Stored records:
····················

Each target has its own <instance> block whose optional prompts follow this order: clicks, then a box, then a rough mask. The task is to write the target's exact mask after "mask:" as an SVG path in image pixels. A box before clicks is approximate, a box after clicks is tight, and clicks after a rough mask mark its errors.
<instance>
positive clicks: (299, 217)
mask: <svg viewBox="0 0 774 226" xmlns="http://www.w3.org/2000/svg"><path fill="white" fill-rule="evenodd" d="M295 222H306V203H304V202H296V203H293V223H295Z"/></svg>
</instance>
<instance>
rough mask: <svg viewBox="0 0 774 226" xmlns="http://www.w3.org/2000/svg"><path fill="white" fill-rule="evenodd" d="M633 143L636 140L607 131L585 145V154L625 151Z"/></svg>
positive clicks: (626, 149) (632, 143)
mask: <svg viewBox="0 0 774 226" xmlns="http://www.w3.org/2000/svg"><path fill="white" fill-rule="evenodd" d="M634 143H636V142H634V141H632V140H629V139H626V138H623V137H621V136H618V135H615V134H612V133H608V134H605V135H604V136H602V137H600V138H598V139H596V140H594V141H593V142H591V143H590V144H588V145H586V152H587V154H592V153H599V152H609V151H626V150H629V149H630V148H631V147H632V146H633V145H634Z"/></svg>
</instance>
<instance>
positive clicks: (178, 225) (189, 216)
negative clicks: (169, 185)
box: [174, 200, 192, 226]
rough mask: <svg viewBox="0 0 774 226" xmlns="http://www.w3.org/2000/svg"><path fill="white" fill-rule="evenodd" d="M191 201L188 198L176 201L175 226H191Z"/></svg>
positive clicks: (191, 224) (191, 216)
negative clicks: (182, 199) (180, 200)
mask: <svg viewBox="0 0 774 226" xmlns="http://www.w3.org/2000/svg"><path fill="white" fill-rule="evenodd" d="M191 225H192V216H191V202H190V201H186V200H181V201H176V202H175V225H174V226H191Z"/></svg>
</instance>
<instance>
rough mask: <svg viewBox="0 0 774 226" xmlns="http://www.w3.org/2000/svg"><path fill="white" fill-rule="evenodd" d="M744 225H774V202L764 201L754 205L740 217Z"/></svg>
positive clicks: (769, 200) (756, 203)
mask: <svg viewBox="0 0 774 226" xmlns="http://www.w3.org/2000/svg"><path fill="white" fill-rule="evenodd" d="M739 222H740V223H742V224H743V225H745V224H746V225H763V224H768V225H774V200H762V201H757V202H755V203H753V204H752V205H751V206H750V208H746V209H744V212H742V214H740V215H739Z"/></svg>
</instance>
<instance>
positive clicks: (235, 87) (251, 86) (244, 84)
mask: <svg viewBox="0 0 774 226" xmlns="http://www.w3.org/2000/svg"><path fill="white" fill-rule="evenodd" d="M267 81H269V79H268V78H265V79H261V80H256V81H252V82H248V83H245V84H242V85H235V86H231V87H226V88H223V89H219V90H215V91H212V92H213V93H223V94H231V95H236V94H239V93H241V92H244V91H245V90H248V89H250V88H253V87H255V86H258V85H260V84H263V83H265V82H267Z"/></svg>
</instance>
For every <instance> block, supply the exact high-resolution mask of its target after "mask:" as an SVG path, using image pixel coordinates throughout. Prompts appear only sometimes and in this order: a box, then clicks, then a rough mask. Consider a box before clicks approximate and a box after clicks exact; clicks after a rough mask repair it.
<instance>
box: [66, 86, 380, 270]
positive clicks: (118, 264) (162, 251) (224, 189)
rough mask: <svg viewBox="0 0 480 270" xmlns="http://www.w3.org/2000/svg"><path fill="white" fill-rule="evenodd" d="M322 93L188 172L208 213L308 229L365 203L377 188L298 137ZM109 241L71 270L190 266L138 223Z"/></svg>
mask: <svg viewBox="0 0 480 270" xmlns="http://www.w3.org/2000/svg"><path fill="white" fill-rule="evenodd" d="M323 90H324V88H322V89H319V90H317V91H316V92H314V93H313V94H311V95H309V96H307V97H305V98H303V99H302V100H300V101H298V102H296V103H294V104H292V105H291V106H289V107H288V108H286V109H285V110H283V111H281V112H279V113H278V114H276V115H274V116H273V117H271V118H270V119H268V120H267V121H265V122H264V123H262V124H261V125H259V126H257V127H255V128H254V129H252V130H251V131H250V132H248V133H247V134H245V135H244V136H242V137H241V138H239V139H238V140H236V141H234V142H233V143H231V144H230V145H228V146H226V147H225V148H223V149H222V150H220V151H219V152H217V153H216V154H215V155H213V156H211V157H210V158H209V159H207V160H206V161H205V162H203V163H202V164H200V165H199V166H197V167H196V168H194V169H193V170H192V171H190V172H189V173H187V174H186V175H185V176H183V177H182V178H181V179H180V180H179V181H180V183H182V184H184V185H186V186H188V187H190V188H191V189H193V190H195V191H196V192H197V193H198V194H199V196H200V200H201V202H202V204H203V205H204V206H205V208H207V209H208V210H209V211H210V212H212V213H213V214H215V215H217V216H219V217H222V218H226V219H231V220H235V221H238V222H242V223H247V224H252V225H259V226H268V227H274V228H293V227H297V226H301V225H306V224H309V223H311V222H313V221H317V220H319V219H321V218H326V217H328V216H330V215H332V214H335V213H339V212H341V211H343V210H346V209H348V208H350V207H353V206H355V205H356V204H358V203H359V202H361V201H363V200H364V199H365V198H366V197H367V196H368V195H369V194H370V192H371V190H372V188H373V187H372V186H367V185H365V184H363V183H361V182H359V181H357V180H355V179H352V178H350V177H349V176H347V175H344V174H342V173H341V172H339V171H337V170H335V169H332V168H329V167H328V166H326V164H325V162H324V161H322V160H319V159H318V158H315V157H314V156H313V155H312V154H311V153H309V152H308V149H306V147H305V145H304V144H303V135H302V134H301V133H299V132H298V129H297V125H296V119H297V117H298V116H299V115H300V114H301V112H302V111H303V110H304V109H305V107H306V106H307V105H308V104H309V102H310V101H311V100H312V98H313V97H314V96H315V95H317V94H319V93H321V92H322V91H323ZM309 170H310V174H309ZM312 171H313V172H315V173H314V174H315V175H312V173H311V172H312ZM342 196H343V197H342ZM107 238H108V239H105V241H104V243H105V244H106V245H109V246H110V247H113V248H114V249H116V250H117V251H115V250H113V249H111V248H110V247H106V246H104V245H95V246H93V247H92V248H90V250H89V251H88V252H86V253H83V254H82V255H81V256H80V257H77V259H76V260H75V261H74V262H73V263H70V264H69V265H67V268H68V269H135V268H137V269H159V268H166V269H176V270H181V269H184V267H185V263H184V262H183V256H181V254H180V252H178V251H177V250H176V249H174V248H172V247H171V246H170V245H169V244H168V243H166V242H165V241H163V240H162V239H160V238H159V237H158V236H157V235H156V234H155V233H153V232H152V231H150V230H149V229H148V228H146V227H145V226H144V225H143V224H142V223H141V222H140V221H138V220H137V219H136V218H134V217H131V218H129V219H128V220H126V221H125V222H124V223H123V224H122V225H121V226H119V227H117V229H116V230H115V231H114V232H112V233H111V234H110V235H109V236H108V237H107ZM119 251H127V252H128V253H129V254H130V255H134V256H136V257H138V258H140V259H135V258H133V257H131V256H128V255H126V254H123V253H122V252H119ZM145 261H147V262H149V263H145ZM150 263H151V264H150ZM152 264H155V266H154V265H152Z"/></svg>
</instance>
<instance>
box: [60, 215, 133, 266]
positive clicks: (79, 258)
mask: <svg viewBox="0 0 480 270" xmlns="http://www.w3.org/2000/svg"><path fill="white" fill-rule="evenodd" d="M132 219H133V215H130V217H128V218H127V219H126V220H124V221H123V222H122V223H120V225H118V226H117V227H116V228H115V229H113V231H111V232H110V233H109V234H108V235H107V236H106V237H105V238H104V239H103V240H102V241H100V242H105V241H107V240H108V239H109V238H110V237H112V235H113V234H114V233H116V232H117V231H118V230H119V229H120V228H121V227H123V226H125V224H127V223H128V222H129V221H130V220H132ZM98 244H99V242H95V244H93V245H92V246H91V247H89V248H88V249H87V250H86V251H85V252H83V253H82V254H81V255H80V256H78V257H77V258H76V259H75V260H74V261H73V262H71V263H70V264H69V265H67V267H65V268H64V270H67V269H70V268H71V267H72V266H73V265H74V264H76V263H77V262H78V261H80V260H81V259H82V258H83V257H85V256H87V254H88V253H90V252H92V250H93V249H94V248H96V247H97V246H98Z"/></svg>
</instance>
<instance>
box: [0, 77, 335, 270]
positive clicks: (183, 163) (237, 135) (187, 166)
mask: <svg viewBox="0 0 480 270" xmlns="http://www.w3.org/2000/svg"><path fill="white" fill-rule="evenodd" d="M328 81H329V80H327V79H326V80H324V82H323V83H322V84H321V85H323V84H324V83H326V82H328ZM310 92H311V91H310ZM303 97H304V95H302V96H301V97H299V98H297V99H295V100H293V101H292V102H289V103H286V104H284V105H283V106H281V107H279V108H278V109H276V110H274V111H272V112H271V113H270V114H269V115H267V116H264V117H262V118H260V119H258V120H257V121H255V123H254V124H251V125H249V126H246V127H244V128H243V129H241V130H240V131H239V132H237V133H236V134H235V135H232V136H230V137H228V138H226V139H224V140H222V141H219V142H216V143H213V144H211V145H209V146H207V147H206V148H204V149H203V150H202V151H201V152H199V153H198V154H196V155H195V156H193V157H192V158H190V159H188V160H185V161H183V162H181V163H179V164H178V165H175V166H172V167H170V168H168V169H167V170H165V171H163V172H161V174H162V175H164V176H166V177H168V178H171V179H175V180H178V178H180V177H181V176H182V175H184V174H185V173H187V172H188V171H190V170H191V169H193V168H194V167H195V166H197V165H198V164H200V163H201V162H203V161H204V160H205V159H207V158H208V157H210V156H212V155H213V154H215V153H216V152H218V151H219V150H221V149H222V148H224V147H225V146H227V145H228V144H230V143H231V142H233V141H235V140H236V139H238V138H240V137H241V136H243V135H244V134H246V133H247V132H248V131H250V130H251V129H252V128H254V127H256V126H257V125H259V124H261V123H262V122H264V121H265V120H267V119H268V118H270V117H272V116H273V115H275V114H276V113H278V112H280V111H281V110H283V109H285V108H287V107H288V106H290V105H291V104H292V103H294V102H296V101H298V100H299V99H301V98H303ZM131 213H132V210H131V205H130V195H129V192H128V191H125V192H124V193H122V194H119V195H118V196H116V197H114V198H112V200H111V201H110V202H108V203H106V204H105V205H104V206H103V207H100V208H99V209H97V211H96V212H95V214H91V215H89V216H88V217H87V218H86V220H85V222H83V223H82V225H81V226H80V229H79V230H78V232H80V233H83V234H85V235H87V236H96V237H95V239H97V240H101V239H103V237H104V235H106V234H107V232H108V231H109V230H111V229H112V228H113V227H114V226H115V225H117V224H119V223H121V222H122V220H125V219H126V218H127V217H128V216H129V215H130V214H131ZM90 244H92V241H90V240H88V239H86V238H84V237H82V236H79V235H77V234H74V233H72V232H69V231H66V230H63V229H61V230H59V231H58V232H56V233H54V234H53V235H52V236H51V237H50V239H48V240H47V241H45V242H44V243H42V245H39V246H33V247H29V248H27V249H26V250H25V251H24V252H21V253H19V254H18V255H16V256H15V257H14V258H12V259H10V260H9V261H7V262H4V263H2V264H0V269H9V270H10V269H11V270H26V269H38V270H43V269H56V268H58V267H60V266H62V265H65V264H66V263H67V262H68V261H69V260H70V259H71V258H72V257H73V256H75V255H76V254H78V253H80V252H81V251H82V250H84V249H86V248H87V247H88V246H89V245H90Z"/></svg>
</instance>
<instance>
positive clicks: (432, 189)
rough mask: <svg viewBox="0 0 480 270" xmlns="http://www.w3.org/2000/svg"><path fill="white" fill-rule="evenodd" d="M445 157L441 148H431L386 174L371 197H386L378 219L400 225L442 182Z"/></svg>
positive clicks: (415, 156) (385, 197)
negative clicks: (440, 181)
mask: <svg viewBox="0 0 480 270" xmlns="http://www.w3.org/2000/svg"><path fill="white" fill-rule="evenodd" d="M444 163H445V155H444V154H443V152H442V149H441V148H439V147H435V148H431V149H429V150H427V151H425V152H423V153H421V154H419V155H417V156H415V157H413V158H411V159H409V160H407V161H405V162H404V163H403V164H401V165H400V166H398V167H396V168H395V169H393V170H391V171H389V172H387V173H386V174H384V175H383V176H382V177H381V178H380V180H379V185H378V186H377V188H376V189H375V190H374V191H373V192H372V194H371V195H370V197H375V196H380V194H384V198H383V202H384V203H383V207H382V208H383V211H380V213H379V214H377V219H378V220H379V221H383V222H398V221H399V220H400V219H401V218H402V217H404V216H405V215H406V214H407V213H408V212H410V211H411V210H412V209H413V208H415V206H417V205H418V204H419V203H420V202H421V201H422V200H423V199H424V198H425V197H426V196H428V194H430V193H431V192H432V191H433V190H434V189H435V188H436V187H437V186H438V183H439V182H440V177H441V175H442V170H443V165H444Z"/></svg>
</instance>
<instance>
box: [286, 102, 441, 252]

····················

If the string "image" is in a line of the entries, pick that line out.

Each target has its own <instance> block whose optional prompts follow this order: clicks, then a box, then a rough mask. The task is to write the target's exact mask after "mask:" as an SVG path in image pixels. A box before clicks is approximate, a box after clicks is tight, and clicks after a rough mask mark its errors.
For every <instance> block, supply the exact high-resolution mask of its target after "mask:" as an SVG path, using image pixel coordinates throughout. Prompts appear only sometimes and in this order: a box, then clicks, then a rough mask. Consider a box before clicks approximate and a box after clicks exact; clicks after a rough mask repair it.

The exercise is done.